◆ Aim of the task:
What you return must match the records character for character.

Entries taken from a collection
[Start of Attachment]

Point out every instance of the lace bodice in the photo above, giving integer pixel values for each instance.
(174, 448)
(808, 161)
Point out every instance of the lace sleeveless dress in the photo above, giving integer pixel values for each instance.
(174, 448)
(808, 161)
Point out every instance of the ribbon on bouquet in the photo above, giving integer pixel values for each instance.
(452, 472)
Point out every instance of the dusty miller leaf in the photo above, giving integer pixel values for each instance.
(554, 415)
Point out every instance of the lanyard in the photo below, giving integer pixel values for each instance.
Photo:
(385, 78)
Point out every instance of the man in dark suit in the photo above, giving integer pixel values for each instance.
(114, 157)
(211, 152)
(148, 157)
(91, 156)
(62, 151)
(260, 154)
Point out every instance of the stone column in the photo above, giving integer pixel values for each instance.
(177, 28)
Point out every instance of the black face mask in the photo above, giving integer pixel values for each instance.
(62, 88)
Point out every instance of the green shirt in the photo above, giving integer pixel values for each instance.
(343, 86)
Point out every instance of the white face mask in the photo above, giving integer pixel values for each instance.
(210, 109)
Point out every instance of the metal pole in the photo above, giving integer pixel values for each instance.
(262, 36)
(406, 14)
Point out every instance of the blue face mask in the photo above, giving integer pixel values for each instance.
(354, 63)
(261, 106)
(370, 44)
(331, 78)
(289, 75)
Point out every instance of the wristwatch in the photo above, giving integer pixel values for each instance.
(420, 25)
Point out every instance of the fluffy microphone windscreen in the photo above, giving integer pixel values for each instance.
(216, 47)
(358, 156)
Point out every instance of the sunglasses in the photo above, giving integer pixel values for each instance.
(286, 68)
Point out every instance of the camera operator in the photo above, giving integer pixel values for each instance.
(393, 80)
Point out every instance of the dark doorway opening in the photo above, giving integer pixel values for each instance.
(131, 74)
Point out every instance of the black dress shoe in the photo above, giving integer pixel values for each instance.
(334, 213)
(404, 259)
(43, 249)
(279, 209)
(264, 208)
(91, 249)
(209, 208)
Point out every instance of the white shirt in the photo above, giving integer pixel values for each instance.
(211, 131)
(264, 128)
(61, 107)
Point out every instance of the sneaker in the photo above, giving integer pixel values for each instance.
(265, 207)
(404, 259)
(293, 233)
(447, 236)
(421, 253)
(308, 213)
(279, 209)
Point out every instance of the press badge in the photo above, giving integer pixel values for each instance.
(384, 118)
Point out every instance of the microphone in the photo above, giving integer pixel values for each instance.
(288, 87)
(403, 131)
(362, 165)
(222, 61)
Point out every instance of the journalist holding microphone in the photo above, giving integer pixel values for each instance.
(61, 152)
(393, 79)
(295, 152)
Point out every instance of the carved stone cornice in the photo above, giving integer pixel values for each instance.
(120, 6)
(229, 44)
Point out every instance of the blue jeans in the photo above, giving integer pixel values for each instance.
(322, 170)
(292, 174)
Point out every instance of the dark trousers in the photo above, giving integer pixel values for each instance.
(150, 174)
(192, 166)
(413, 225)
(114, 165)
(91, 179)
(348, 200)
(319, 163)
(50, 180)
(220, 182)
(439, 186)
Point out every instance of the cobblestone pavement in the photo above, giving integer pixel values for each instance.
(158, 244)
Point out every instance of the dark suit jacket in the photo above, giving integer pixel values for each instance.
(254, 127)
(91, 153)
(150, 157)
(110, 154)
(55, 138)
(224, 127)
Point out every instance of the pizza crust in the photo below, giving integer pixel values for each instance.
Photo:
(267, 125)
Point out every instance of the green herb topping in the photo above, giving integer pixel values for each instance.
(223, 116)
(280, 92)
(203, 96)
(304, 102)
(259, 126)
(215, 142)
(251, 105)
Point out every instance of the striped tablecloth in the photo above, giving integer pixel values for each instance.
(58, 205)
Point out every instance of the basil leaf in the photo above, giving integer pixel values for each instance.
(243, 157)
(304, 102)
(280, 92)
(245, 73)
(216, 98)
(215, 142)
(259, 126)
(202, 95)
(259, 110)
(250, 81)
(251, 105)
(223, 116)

[End of Attachment]

◆ Answer to this task:
Point out every instance of the lace bodice in the photo above, giving integer pixel values for each instance.
(174, 448)
(808, 161)
Point out every instance of the lace sleeveless dress in the photo above, giving integer pixel values for each instance.
(174, 448)
(808, 161)
Point out every instance of the ribbon on bouquet in the photo above, giving integer pixel values for each instance.
(452, 472)
Point out every instance of the dusty miller leaf in the photo above, giving integer pixel values for each instance.
(554, 415)
Point out every instance of the lanyard in the photo below, giving integer pixel values for each instance.
Photo:
(385, 78)
Point out every instance of the man in dark suit in the photo above, giving integer pixel values for each instance.
(114, 157)
(211, 152)
(148, 157)
(91, 156)
(62, 151)
(260, 154)
Point out every instance of the stone column in the photo above, giving integer pixel values for each instance.
(177, 28)
Point out every instance of the black face mask in the photo above, giving integer pixel values for each instance.
(62, 88)
Point out every instance of the green shirt in the photo above, giving integer pixel values for each instance.
(343, 86)
Point out every instance of the white face mask in the photo above, giving integer pixel values for each instance.
(210, 109)
Point out every instance of the metal pole in the photo above, giving integer pixel values for each instance.
(262, 36)
(406, 14)
Point out every instance of the blue face mask in the photo above, giving integer pixel values for each instance.
(354, 63)
(261, 106)
(370, 44)
(331, 78)
(289, 75)
Point out every instance of the wristwatch in the photo above, giving integer pixel values for each instance.
(420, 25)
Point out every instance of the fluffy microphone windscreen in the photo above, giving integer pixel values for each instance.
(216, 47)
(358, 156)
Point out every instance of the sunglasses in the photo above, giving integer pixel values for each instance.
(286, 68)
Point out every instance of the camera operator in the photo above, giving integer pixel values for each instance.
(393, 80)
Point out every instance of the dark doorway opening in the photo above, giving integer pixel values for each instance.
(131, 74)
Point out every instance of the black dress shoe in the photo above, giving integer pixel values for each instance.
(334, 213)
(404, 259)
(43, 249)
(279, 209)
(264, 208)
(91, 249)
(209, 208)
Point out every instance of the white shirt in the photo above, giving integer pixel values for each instance.
(211, 131)
(264, 128)
(61, 107)
Point out every instance of the sneaker in the photo above, giving integer pixel values for each instance.
(265, 207)
(404, 259)
(293, 233)
(447, 236)
(421, 253)
(308, 213)
(279, 209)
Point out every instance of the press badge in the photo above, giving integer pixel values for each instance.
(384, 118)
Point out every instance of the microphone in the photo above, giving integer pixel values for each instance.
(288, 87)
(403, 131)
(362, 165)
(222, 61)
Point out every instance of the journalist holding microphone in the photo above, giving integer pixel values for each instance.
(61, 152)
(393, 79)
(295, 152)
Point out every instance of the carved stone cornice in the photo above, giving integer pixel values for each instance.
(120, 6)
(229, 44)
Point out every instance of the blue jeans in the photo above, giving integer pixel values for each instance.
(322, 170)
(292, 174)
Point out every instance of the dark trousers in the photo above, giving integer pixel values for each instance.
(150, 174)
(192, 166)
(413, 225)
(114, 165)
(91, 179)
(348, 200)
(319, 163)
(50, 180)
(220, 182)
(439, 186)
Point out every instance of the cobblestone pavement in the photo above, giving integer pixel values for each instance.
(158, 244)
Point out every instance of the dark suit jacket in the photo above, giving integer pixel values for each instance.
(254, 127)
(91, 153)
(150, 157)
(110, 154)
(55, 138)
(224, 127)
Point out every instance of the pizza crust in the photo below, giving integer pixel values for each instance.
Photo:
(267, 125)
Point out every instance of the green herb topping in the photo above, giving integer pixel values for each instance.
(223, 116)
(280, 92)
(203, 96)
(304, 102)
(259, 126)
(215, 142)
(251, 105)
Point out every instance of the striped tablecloth in the photo above, giving integer pixel values for each instance.
(58, 205)
Point out every instance of the basil leaf in the photo above, giving integer pixel values for each instance.
(243, 157)
(304, 102)
(280, 92)
(245, 73)
(216, 98)
(215, 142)
(259, 126)
(202, 95)
(259, 110)
(250, 81)
(251, 105)
(223, 116)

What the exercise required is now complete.